* [Penggalan Dokumen]:
|---|

Keesokan harinya, Sang Hyang Aji Jayarembat mendapatkan bayi itu pada pancuran di Tirta Harum. Segera datang Bhatara Subali menegaskan bahwa anak itu adalah putranya yang diperoleh dari Bhatara Wisnu.

Berkat Restu Bhatara Subali, anak itu diasuh oleh Sang Aji Rembat, semula bernama Sang Angga Tirta lalu diganti dengan nama Sang Anom, dalam waktu singkat, anak tersebut sangat rupawan dan telah remaja putra, kemudian pindah ke Rewataka Singasara.

Tersebut bahwa Ni Dewi Ayu Mas di Gelgel sakit keras, Dipindahkan ke Taman Bali . Diobati oleh Sang Hyang Aji Jayarembat. Dalam waktu singkat telah sembuh. Diajak kembali ke Gelgel, kemudian penyakitnya kambuh lagi. Demikian berulang-ulang akhirnya tinggal di Taman Bali sampai dewasa.

|---|

* [Petunjuk Pengerjaan]:
a. Tolong jawab pertanyaan tentang penggalan dokumen ini:
(i) Di mana Sang Hyang Aji Jayarembat mendapatkan bayi itu?
(ii) Apa nama anak itu sebelum diganti menjadi Sang Anom?
(iii) Ke mana Ni Dewi Ayu Mas dipindahkan saat sakit keras?
b. Tulis ulang bagian penggalan dokumen mulai dari "Keesokan harinya, Sang" dan terus sampai "dari Bhatara Wisnu.", dengan menukar "pancuran" menjadi "mata air".
Catatan yang menyusul tidak ada hubungannya dengan penggalan dokumen ini.

|---|

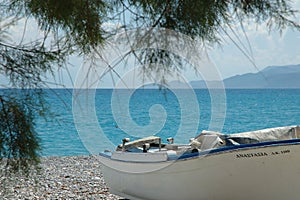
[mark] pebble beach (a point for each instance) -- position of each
(77, 177)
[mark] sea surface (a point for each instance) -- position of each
(158, 112)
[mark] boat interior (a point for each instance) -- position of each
(211, 140)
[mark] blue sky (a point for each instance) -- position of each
(269, 49)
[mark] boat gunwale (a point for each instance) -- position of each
(217, 151)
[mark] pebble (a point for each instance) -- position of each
(77, 177)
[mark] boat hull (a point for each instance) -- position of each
(267, 172)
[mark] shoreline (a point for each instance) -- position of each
(65, 177)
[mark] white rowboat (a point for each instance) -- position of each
(263, 164)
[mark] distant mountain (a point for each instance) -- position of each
(271, 77)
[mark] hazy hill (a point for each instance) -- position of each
(271, 77)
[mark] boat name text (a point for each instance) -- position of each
(262, 154)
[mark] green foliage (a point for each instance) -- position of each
(79, 20)
(76, 26)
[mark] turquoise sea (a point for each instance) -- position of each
(246, 110)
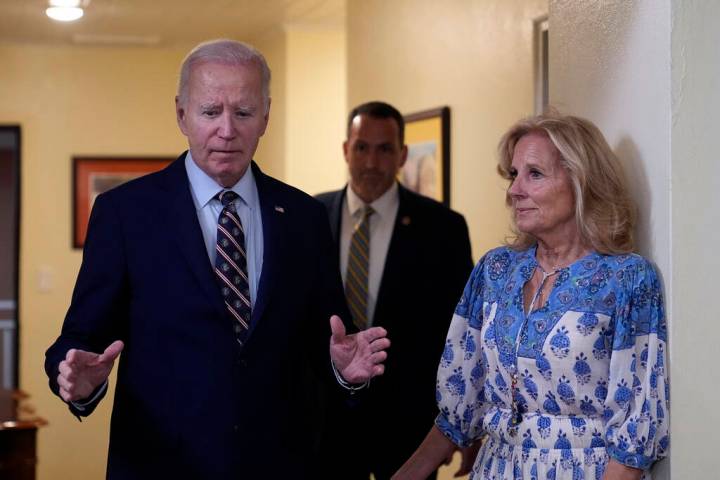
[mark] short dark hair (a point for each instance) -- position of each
(379, 110)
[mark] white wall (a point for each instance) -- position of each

|---|

* [Jawaban]:
a.
(i) Pada pancuran di Tirta Harum.
(ii) Sang Angga Tirta.
(iii) Ke Taman Bali.

b.
Keesokan harinya, Sang Hyang Aji Jayarembat mendapatkan bayi itu pada mata air di Tirta Harum. Segera datang Bhatara Subali menegaskan bahwa anak itu adalah putranya yang diperoleh dari Bhatara Wisnu.